[Opening Data provided section]
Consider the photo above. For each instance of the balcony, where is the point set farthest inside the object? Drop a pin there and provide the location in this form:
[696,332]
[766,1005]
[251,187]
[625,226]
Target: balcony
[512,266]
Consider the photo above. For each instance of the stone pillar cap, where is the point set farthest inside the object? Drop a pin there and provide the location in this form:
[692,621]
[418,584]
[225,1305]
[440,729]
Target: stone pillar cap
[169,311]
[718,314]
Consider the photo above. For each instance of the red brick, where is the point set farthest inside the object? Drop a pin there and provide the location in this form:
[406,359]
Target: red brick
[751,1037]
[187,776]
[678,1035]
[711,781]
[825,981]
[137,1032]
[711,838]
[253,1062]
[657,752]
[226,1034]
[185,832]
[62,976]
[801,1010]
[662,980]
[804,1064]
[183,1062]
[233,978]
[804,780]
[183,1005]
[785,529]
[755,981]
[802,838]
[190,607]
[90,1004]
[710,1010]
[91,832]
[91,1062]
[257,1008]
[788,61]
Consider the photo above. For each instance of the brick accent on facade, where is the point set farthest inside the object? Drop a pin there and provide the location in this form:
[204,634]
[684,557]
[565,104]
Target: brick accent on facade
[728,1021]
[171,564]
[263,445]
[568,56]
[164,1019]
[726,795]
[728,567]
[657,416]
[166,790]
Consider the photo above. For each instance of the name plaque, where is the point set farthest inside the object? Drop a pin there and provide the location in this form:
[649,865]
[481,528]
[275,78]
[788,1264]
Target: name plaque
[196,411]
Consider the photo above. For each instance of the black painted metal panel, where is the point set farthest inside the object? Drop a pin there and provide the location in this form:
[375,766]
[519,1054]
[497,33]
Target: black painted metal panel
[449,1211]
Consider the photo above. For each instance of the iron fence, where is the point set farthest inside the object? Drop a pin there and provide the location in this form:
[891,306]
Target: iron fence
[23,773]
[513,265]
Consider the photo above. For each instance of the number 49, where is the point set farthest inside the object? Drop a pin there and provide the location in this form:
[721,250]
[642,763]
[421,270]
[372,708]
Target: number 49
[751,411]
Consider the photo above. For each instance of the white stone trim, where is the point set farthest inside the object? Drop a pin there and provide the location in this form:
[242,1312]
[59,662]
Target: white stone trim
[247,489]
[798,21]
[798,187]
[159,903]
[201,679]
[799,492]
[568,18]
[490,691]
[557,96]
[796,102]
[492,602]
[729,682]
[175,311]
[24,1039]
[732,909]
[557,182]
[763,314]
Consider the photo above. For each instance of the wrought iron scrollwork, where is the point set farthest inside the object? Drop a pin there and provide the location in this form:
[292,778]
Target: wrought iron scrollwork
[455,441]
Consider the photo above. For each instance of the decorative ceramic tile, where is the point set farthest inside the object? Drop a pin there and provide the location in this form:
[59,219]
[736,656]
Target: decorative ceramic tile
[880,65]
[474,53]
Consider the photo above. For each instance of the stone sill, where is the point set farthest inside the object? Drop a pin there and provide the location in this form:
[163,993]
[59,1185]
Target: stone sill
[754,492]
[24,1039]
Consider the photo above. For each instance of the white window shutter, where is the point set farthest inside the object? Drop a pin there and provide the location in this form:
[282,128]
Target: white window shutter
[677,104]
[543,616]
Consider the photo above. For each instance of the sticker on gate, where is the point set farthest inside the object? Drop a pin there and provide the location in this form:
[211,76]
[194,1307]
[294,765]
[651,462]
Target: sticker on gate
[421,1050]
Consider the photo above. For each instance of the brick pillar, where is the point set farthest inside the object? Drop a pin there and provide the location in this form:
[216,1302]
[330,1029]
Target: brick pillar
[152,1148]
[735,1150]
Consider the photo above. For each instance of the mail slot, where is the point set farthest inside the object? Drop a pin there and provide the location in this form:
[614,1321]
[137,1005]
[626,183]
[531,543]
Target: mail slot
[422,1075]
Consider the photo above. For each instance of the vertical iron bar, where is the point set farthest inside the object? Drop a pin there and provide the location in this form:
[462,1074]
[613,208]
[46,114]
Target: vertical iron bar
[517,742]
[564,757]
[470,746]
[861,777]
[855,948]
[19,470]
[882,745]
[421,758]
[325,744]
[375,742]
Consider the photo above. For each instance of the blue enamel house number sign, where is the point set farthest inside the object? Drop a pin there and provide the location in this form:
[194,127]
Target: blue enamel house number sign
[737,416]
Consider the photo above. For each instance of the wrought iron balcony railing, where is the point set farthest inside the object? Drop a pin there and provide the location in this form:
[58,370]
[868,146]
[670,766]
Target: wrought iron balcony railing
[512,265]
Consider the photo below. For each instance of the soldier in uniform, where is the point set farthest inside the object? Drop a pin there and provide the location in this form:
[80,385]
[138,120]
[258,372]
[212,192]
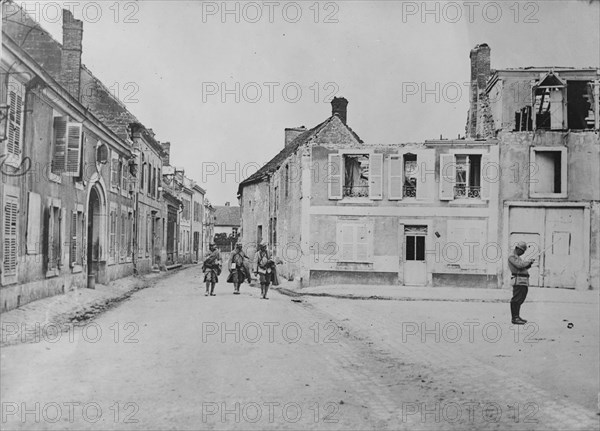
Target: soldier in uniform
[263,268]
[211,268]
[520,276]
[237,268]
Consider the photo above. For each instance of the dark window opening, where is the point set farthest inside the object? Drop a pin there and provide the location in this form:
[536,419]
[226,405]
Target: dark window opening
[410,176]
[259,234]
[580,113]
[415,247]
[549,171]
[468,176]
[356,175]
[Closing Data provided section]
**About this exercise**
Without the pictures, write out the entire listing exactly.

**Finished task**
Consider the photo above. For each instance of the balcony, where is the point set farthest inside the object? Drop a pin there and provide the location in this form:
[696,332]
[766,1005]
[251,187]
[625,226]
Target: balcony
[512,266]
Consider the photo above. For each instance of the stone pillar cap, where is the point set farthest inside the object? Drop a pin there and provide the location in this form:
[692,621]
[418,584]
[225,1305]
[440,729]
Target: stone pillar cap
[169,311]
[718,314]
Consider the photo above. For each instance of the red brick, where is the point set farthest inside the object? Drop a pin there and provide the location in this form:
[406,359]
Target: red brick
[751,1037]
[187,776]
[678,1035]
[711,781]
[825,981]
[137,1032]
[711,838]
[253,1062]
[657,752]
[226,1034]
[185,832]
[62,976]
[801,1010]
[662,980]
[804,1064]
[183,1062]
[233,978]
[804,780]
[183,1005]
[785,529]
[755,981]
[802,838]
[190,607]
[90,1004]
[710,1010]
[91,832]
[91,1062]
[257,1008]
[788,61]
Consider the photo above. For each instance of the brick accent on facade, where is the point set farthest inside the object? Drop a pin there and provide the location in this form:
[204,634]
[684,557]
[565,104]
Target: brick accent on facade
[728,1021]
[171,564]
[263,445]
[568,56]
[164,1019]
[726,795]
[728,567]
[657,416]
[166,790]
Consider the photo above. For each instance of the name plaque, where is the point set farthest inside the object? Drop a pin there and provide the location in this form:
[649,865]
[481,528]
[275,78]
[788,1264]
Target: name plaque
[196,411]
Consider the photo above. For each instance of the black painted metal panel, where is the point set farthest inside the object? Drop a pin there and provide the location in this form:
[375,766]
[519,1054]
[497,33]
Target: black painted metal panel
[449,1211]
Consider the photo above. For each instance of the iron fence, where is the point set farthest inside the object? Drop a pin there and provide the location in this form:
[891,306]
Target: iron fence
[23,773]
[513,265]
Consider the photo above. For each instance of the number 49, where is the point set farthest inside the object? Drop a pin there and provide the location in this form:
[721,250]
[642,763]
[421,270]
[372,708]
Target: number 49
[751,411]
Consider the photo above. For each instance of the white stone trim, where is the point set farthest inside the object? Drop a pin there and provide the location in this form:
[242,1312]
[59,662]
Target: white stone trim
[247,489]
[798,21]
[798,187]
[159,903]
[201,679]
[799,492]
[568,18]
[490,691]
[557,96]
[796,102]
[492,602]
[729,682]
[175,311]
[24,1039]
[732,909]
[557,182]
[763,314]
Consider the photo above. For each instance of the wrought iron scrollwork, where is the point set farthest inside the object? Drop a pin there and provide the location in this form:
[292,778]
Target: wrought iron scrollwork
[455,441]
Consider the photo above. For each instance of the decorative ceramic tile, where is the point set farthest inside the object? Drop a pin there and provide the location in this form:
[59,219]
[736,656]
Target: decorative ceramic tile
[880,65]
[474,53]
Consider the photo above. For each instance of the stone sill, where is the point set farthest inside the object? Drop a pin there and provide the location in this form:
[163,993]
[59,1185]
Target: stone sill
[754,492]
[24,1039]
Consider the photo above. For each instance of the white window shutter, where is the point set farthest inside the object? Drop a pin there and provide the location in this form:
[282,128]
Target: white window shutter
[677,104]
[543,616]
Consider the photo above. For each instance of the sticker on gate, where is the point set farthest inside the object? Drop a pin there and provide the location in this form:
[211,76]
[194,1307]
[294,765]
[651,462]
Target: sticker on gate
[421,1050]
Consider the photo above. For each instance of the brick pillar, where is the point set farthest inside the object? Drop a pin there and provide the location in this form:
[216,1302]
[330,1029]
Target: brick pillar
[152,1148]
[735,1150]
Consider the photo above. For each instance of the mail slot, where is the point set farthest inside the object? Drop a pin there and provide the location in this form:
[614,1321]
[137,1005]
[626,183]
[531,543]
Target: mail slot
[422,1075]
Consider the photo above. For each instance of the vertical iron bar, where is the point set farthest inside the object? Drop a pin there and provide the location in this form:
[462,1074]
[613,208]
[46,114]
Target: vertical iron bar
[517,742]
[564,757]
[470,746]
[861,777]
[855,948]
[19,470]
[882,745]
[421,758]
[325,744]
[375,742]
Consider the photo above. For each instance of the blue enamel house number sign, where is the point set farthest inside the object? Drop a pin there and provide the location in this form:
[194,127]
Target: blue enamel house number sign
[737,416]
Consider the photo above. For each instance of the wrought iron balcony railing, where is the point set farthest inside the object? Drop a pin there and provide the location in this form:
[58,370]
[868,146]
[670,766]
Target: wrought iron balcony railing
[512,265]
Consider the photo below. For each instance of the soldier in uniform, where is the point set farthest inside the object? Drop a pin there and provide the location in this form:
[80,385]
[138,120]
[258,372]
[212,192]
Target: soldier in uniform
[263,268]
[211,268]
[520,276]
[237,268]
Consider the photo above. For each instance of the dark window opening, where is the point set farthest inside the object? Drop a pin there and provide the location in this form:
[536,419]
[226,405]
Target: dark window opening
[410,176]
[259,234]
[580,113]
[415,247]
[549,171]
[468,176]
[356,175]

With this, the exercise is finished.